§ Passage:

“Been There, Done That!”
I Corinthians 10:1-13
March 11th and 14th, 2004
Saint Paul United Methodist Church
Rev. John Andrew Fleming
I
wonder if you have been a part of the following scene or something like
it. My guess is that if you have lived
long enough, you may have been on both sides of it. So imagine the scene, it is a Friday night,
an hour or so after the time that you were supposed to be home. Your curfew is midnight. If this had been the first time that you had
been late, tonight would not be such a big deal. But tonight is not the first time that you
have been late. It is probably the fifth
or sixth time now. There is a grace
period in your curfew. If you are a few
minutes late, fifteen minutes or so, it is okay. But you are way beyond the grace period on
this Friday night. What is worse is that
you have been warned. Your folks have
been lenient. They have given you
several chances. As you walked out the
door, borrowing their car, their words run in your ears, “Be home on time
tonight or else!” How could you let it
happen? How could midnight come so
fast? As you drive down your street, you
creep along, and about the time that you are a couple of driveways away, you
kill the headlights and coast into your driveway. Luckily your folks
bedroom is on the backside of the house.
The chance of them hearing you pull up, if they are in bed, and they
should be at 1:00 in the morning, is pretty slim. Unfortunately, your room is next to their
room. Your brother and sister, nestled
away on their college campuses could not have agreed to give you their rooms,
the better rooms, when they left home, could they?
You
quietly close the car door, careful not to slam it. You will have to walk through the kitchen and
the den. You will have to slowly open
the hallway door, and creep down the hallway, especially paying attention to
that board in the hardwood floor that creeps when you walk across it, and then
enter your room. Your shoes are
off. You will have to slip your jeans
and t-shirt off and quietly put on your bed clothes, and climb into your bed. All without the luxury of a
light. This, by the way, friends,
is not autobiographical! I was always
home on time! I am a rule follower from
way back! Just as you are beginning to
take off your jeans, light suddenly floods the room. There, sitting in the comfortable chair in
your room, is your dad. He is the heavy
in the family, the one who deals with the teenagers when they misbehave. Actually, he has been waiting for you for
forty-five minutes or so. If it were not for the talk that the two of you were about to have,
he might have smiled and said, “Gotcha!”
But he cannot smile. The subject
he is about to bring up wipes away any smile.
On this Friday night, he has gotten up the courage to confront his
child. The one that he
used to rock to sleep and change diapers, has been doing some things that he
has noticed, but not yet mentioned.
You see, what is going on in this teenager’s life is more than curfew
tardiness. He has tried all of the
tricks. He has tried anger and the
speech on page ninety-five of The Teenage Years chapter of the parent’s
manual. The one where you are supposed
to say, with zest, “If you are going to live under my roof, you are going to
follow my rules.” Nothing has
worked. And on this Friday night, with
alcohol on his little girl’s breath and a look of horror on her face, he
motions for her to join him on the side of her bed. She notices it almost immediately,
the look on her daddy’s face is not anger or even disappointment. She has seen both of those looks before. She has seen this look before, but not
often. She can tell that he is about to
say something important. His words begin
with these, “Honey, have I ever told you about some of the things that I did
growing up in your grandparent’s lives?”

§ Listed entries:
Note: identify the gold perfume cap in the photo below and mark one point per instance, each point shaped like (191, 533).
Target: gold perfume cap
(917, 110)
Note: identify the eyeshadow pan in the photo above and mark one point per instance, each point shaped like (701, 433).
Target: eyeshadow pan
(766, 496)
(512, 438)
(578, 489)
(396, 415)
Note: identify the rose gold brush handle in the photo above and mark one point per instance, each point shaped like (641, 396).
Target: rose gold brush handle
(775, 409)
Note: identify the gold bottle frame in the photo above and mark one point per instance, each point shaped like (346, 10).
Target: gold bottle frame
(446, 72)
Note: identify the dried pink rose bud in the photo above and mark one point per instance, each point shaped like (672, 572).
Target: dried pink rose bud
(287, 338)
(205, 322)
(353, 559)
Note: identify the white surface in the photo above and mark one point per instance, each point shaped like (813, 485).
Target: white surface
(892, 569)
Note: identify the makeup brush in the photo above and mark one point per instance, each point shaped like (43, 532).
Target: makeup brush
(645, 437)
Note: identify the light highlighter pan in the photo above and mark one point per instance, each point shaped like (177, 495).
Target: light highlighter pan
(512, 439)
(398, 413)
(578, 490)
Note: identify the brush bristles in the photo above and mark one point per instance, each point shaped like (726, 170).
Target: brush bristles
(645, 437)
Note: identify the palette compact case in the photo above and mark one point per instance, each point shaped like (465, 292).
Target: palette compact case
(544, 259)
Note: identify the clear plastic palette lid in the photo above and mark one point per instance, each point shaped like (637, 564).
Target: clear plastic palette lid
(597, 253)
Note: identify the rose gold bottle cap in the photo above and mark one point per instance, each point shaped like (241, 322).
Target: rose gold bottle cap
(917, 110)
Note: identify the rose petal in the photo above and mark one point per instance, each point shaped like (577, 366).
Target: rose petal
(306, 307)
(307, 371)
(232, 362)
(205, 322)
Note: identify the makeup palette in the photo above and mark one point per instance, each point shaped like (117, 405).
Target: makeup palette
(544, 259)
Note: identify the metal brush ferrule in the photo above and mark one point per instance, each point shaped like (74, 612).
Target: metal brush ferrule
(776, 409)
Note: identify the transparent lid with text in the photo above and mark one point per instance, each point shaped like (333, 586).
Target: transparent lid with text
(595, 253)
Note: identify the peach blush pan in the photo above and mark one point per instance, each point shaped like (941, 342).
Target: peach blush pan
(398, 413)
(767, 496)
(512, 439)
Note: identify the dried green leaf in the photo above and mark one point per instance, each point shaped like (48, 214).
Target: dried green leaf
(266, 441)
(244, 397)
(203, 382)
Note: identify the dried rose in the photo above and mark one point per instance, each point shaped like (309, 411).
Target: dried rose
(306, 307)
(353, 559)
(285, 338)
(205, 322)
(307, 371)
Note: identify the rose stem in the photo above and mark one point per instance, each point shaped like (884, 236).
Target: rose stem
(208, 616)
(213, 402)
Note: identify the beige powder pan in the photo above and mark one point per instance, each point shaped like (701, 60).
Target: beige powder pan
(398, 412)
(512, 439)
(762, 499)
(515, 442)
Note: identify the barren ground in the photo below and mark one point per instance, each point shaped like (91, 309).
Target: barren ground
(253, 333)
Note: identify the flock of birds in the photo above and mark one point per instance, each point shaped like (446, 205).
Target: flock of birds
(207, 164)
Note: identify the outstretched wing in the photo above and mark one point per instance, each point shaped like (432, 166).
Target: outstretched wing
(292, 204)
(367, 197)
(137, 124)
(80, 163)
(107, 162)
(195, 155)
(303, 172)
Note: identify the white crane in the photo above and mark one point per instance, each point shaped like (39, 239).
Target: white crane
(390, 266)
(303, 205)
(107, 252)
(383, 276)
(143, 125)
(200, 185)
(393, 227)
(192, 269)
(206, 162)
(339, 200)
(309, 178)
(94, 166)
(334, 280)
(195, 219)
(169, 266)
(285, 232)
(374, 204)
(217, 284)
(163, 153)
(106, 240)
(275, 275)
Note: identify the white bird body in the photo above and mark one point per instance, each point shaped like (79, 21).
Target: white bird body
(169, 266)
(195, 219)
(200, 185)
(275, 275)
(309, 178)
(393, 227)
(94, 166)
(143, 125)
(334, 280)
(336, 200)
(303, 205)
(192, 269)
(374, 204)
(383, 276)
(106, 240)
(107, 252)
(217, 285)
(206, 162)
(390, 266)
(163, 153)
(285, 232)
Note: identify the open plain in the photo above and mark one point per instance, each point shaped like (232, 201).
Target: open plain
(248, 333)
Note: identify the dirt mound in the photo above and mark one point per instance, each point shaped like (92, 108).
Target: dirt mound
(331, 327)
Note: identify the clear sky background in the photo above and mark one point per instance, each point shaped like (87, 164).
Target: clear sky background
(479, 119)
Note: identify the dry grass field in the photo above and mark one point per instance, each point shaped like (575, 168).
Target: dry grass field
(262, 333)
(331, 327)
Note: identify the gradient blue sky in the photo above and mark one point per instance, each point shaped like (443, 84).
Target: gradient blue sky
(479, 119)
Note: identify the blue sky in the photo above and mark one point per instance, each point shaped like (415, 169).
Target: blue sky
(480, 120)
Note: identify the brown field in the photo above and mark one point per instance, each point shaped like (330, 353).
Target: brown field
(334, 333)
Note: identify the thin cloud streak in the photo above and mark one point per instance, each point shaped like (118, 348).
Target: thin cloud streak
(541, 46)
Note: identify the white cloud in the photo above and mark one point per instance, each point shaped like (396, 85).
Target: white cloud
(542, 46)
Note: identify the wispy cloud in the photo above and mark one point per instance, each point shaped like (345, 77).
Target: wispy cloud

§ Short exercise:
Continue the sermon about the teenager caught coming home after curfew, starting right after the father asks, “Honey, have I ever told you about some of the things that I did growing up in your grandparent’s lives?”

§ Answer to the problem:
He had not told her, by the way.
He had told her of the happy times and the good memories, but he had not
told her about some of the things that he had done, big mistakes that he had
made, relationships that he had nearly lost.
One by one, he admitted things to his little girl that he never wanted
to admit to anyone and at the end of it, he looked her
squarely in the eyes and said, “Baby, I see a lot of you in me. Please, learn from me. Do not go down the path that you have started
to go down. Now, church, have you been a
part of such a conversation, on either side of it? My guess is that you have.
Back
in August, when I went to the last Connected in Christ retreat that I could go
to, Adam Hamilton, our pastor at one of the largest and fastest growing
churches in our country, The Church of the Resurrection, came and spoke to the
group. He talked about his church’s
mission, how they were dedicated to reaching out to the unchurched
and the nominally churched in Leawood, Kansas and how
successful the church had been. On any
given weekend, he said, that there are six thousand people in their worship
services. Then he told the story of his
daughter, who was once his little girl.
When she was, after he was sure that she was asleep, he would kneel at
her crib and then her big girl bed and he would pray that she would come to
know Jesus as he had come to know Jesus.
It got harder when she was a teenager, when she did not want anyone in
her room. It was really hard when she
told her father, the preacher, that she was not sure if she believed in
Jesus. Adam Hamilton said this to us, “I
had spent my years in the ministry trying to convince people of their need for
Jesus and had been wildly successful.
But now, I could not even convince my own daughter that Jesus was
believable. The story has a happy
ending. He told us that she now
believes, but it is hard, isn’t it, when the ones closest to us start down
dangerous paths?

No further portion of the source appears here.